All lines from the one containing "For every instance of the conical" through the final line of the records below should be reproduced exactly, with the pictures left out.

──────── INPUT DATA ────────

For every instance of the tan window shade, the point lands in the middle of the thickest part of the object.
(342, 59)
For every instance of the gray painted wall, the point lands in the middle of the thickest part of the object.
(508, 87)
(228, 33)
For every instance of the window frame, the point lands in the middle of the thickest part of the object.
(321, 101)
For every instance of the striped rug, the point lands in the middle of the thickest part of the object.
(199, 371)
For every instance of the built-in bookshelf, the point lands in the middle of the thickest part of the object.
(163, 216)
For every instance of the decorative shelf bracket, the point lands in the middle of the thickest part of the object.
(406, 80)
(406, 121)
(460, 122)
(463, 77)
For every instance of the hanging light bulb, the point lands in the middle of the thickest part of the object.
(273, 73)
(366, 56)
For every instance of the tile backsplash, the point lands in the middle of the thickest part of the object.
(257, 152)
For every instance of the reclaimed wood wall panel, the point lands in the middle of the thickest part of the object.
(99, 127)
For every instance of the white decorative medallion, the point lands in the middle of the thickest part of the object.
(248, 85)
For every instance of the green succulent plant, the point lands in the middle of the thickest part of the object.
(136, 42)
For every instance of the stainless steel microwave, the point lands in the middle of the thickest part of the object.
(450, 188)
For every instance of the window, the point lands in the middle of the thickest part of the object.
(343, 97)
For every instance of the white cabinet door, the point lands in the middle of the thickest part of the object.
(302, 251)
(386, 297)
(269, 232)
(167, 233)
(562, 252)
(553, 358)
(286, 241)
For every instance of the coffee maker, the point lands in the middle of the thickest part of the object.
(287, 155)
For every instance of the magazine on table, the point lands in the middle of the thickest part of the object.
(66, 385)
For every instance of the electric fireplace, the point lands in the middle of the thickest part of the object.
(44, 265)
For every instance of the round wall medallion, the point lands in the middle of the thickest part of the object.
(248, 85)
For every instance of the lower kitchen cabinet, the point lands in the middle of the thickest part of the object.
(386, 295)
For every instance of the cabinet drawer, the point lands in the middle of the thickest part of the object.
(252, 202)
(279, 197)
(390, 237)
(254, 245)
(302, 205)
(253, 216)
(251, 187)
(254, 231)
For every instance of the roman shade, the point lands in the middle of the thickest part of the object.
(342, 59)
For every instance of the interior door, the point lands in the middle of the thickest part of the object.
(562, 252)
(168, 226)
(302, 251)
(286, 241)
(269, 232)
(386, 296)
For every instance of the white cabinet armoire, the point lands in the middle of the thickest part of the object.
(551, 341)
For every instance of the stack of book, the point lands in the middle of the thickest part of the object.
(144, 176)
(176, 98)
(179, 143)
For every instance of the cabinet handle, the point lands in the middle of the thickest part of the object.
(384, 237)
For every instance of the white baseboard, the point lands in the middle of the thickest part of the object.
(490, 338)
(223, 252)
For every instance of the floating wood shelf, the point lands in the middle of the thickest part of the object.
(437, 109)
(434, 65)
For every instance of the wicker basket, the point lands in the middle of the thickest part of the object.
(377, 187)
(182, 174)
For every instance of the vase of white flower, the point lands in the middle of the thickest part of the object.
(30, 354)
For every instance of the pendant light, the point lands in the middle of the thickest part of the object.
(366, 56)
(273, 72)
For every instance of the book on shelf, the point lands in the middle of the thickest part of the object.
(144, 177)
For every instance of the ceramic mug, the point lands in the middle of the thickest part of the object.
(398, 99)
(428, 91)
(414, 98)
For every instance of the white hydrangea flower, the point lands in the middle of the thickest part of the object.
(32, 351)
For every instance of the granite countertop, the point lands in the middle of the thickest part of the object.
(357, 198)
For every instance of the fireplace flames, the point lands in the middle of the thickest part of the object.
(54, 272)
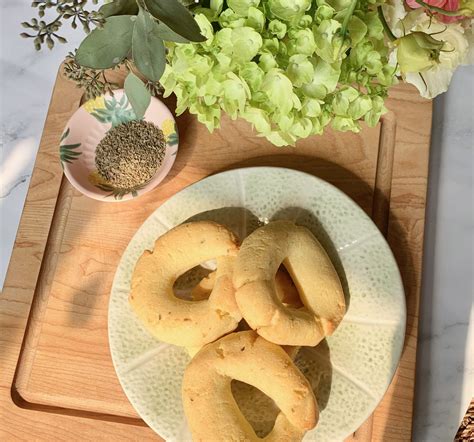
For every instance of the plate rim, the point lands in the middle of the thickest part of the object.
(258, 169)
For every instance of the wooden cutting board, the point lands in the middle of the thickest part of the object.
(56, 375)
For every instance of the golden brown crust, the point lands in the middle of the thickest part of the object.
(208, 402)
(175, 320)
(318, 285)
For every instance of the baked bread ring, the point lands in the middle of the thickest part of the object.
(175, 320)
(311, 269)
(285, 289)
(210, 407)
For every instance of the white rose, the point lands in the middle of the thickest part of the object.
(436, 80)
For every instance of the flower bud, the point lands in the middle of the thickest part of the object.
(417, 52)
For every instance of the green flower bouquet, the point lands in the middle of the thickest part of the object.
(291, 68)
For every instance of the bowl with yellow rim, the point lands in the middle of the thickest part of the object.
(90, 124)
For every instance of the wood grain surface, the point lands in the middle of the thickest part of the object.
(56, 375)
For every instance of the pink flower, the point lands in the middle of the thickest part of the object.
(447, 5)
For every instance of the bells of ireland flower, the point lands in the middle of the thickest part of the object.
(289, 10)
(417, 52)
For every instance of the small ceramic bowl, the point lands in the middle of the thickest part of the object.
(88, 126)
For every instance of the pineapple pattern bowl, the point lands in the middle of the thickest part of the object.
(86, 128)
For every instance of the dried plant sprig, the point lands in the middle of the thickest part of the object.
(72, 10)
(93, 81)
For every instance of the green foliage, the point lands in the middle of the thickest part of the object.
(116, 112)
(73, 11)
(177, 17)
(120, 37)
(108, 46)
(288, 67)
(119, 7)
(148, 49)
(137, 94)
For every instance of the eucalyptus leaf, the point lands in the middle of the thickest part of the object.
(148, 50)
(168, 34)
(106, 47)
(119, 7)
(137, 94)
(176, 16)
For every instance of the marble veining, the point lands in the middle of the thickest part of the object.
(445, 375)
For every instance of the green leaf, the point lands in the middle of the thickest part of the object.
(168, 34)
(177, 17)
(137, 94)
(105, 47)
(148, 50)
(119, 7)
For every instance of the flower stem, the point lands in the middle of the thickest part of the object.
(439, 10)
(350, 11)
(385, 25)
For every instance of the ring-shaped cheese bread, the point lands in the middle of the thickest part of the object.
(178, 321)
(210, 407)
(313, 273)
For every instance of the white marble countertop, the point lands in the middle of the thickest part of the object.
(445, 356)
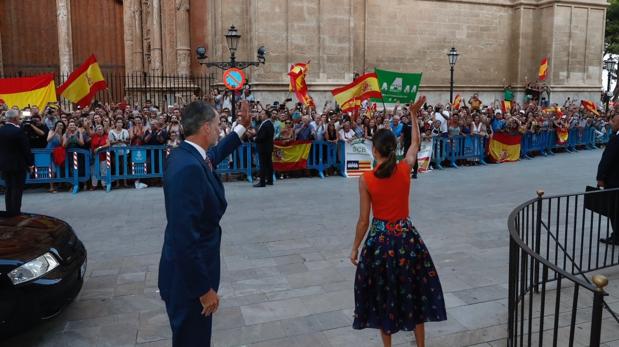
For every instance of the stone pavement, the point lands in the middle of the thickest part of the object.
(286, 278)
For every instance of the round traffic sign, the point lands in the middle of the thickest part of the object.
(234, 79)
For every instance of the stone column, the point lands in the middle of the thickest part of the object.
(156, 49)
(65, 37)
(183, 49)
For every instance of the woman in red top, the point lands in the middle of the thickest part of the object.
(99, 141)
(396, 283)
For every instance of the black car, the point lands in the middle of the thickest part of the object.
(42, 267)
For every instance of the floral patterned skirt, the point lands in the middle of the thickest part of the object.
(396, 284)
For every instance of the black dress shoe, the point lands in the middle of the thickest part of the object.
(610, 241)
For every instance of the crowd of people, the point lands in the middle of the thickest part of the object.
(120, 125)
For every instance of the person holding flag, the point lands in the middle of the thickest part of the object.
(396, 283)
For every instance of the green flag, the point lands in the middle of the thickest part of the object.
(398, 86)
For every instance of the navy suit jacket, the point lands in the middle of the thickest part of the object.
(608, 168)
(195, 203)
(14, 149)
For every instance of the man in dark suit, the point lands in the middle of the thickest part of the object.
(264, 145)
(608, 178)
(189, 269)
(15, 160)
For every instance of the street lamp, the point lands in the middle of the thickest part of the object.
(609, 65)
(232, 39)
(453, 58)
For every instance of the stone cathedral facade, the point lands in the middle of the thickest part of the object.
(499, 41)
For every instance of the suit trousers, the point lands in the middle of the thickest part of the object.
(614, 217)
(189, 327)
(15, 182)
(266, 165)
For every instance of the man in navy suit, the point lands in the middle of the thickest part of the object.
(15, 160)
(195, 203)
(608, 177)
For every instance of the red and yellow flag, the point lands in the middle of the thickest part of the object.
(298, 86)
(506, 106)
(590, 106)
(350, 96)
(290, 156)
(562, 136)
(504, 148)
(457, 102)
(83, 83)
(28, 91)
(543, 70)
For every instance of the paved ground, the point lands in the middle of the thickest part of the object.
(286, 278)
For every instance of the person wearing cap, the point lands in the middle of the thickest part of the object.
(15, 161)
(608, 177)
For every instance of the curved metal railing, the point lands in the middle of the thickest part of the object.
(554, 242)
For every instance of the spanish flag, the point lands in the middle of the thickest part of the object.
(543, 70)
(83, 83)
(297, 83)
(457, 102)
(504, 148)
(290, 156)
(590, 106)
(28, 91)
(562, 136)
(506, 106)
(350, 96)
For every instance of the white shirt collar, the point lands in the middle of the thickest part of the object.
(200, 149)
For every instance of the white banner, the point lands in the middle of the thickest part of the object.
(424, 156)
(359, 157)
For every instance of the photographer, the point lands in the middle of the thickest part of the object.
(35, 130)
(175, 125)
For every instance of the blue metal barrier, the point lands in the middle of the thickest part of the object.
(239, 162)
(463, 147)
(137, 162)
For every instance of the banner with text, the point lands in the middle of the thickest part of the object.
(398, 86)
(359, 157)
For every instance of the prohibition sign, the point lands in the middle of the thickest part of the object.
(234, 79)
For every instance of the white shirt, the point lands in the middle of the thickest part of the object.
(239, 129)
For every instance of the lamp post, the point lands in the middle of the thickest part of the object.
(453, 58)
(609, 65)
(232, 39)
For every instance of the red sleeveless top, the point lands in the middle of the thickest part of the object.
(390, 196)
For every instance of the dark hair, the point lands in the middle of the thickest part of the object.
(195, 115)
(385, 143)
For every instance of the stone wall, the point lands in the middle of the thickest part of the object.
(500, 41)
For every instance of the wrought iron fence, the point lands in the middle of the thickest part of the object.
(136, 88)
(554, 242)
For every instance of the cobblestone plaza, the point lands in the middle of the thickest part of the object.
(286, 278)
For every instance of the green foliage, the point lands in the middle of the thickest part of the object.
(612, 27)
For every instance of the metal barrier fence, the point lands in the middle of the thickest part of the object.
(146, 162)
(555, 239)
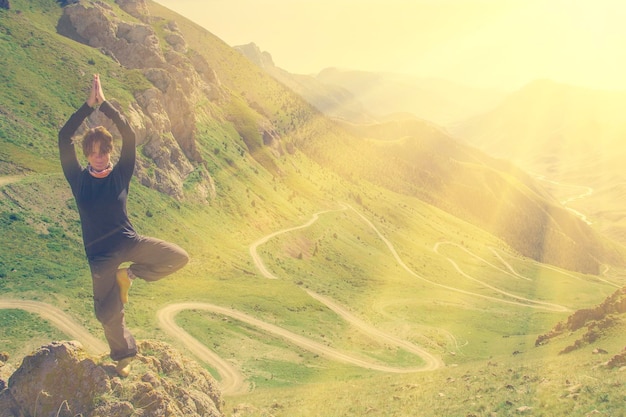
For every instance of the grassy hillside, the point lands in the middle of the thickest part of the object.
(394, 261)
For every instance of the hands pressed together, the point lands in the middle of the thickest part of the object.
(96, 96)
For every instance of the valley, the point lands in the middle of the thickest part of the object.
(339, 268)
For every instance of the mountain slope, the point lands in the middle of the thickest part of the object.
(330, 209)
(567, 134)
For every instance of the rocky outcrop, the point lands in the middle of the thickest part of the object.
(596, 320)
(164, 117)
(61, 379)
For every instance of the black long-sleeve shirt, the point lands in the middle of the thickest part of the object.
(101, 201)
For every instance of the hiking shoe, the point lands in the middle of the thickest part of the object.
(123, 366)
(124, 282)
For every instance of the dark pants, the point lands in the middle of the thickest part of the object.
(151, 259)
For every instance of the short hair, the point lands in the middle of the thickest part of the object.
(97, 134)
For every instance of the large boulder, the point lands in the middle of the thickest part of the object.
(61, 379)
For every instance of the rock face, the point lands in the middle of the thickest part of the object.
(163, 116)
(596, 320)
(60, 379)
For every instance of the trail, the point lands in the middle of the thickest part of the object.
(9, 179)
(61, 320)
(232, 380)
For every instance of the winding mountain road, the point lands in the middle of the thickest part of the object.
(232, 380)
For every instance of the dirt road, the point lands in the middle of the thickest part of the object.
(61, 320)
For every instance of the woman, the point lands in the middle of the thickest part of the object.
(101, 190)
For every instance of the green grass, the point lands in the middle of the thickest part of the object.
(419, 296)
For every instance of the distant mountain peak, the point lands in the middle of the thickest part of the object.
(262, 59)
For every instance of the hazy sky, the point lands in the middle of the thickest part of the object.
(495, 43)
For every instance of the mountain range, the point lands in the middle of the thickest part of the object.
(351, 253)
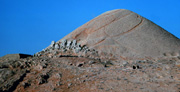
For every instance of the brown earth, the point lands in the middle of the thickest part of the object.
(120, 51)
(124, 33)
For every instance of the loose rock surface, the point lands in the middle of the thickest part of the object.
(119, 51)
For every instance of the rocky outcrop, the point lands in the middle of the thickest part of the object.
(15, 56)
(125, 35)
(118, 51)
(68, 48)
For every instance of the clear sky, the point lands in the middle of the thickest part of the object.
(28, 26)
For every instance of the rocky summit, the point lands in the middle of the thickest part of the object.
(118, 51)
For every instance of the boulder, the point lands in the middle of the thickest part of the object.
(125, 34)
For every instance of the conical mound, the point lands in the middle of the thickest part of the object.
(125, 34)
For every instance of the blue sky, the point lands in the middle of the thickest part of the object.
(28, 26)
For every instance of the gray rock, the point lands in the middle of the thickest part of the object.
(52, 44)
(63, 43)
(74, 43)
(68, 44)
(57, 46)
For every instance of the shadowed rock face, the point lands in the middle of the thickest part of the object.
(125, 34)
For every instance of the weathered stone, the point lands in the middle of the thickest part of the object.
(63, 43)
(126, 34)
(68, 44)
(52, 44)
(74, 43)
(57, 46)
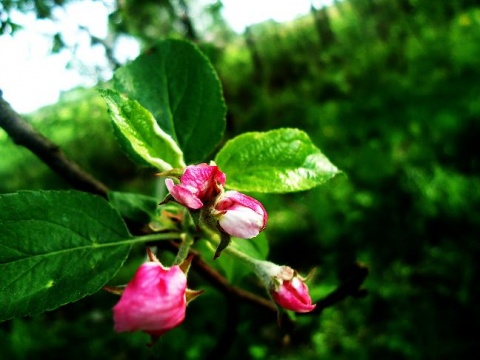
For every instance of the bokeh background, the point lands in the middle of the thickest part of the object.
(390, 91)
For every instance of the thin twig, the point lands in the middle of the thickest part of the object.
(23, 134)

────────

## TASK RESULT
For every instance of the conical mound, the point lands in the middle of the thickest part of the object.
(125, 34)
For every instance of the blue sky, the point lands in the middle of the thickest part of the object.
(28, 26)
For every instance of the gray rock, the point lands in the middle of the thickest part of the object.
(52, 44)
(63, 43)
(74, 43)
(68, 44)
(57, 46)
For every instance of the shadowed rock face, the point lands in the middle of the thickest part of the object.
(125, 34)
For every instance of the weathered stone, the point lands in the middle of the thickest part of the object.
(63, 43)
(126, 34)
(68, 44)
(52, 44)
(74, 43)
(57, 46)
For every instance of the bokeh background, the point lands in the middle of the thickest part of the object.
(390, 91)
For every instance of the thin twig, the point lands in the middle of the thickest part of the object.
(23, 134)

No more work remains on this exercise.